Turn every line of the material below into a JSON list of strings, one string per line, leaving out any blank lines.

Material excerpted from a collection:
- - -

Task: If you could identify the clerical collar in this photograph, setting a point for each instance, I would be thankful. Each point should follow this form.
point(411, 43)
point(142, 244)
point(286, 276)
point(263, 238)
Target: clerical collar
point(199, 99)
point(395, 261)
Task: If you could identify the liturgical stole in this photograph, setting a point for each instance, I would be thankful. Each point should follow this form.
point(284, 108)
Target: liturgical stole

- - -

- **FINISHED TASK**:
[
  "Task: If you could identify the clerical collar in this photograph, setting a point for each instance, I would be thankful. Each point should follow this form.",
  "point(411, 43)",
  "point(142, 244)",
  "point(286, 276)",
  "point(263, 238)",
  "Target: clerical collar",
  "point(199, 99)",
  "point(395, 261)",
  "Task: If you could identify the liturgical stole in this photograph, setting a point for each instance, I would be thankful. Each point should follow this form.",
  "point(284, 108)",
  "Target: liturgical stole"
]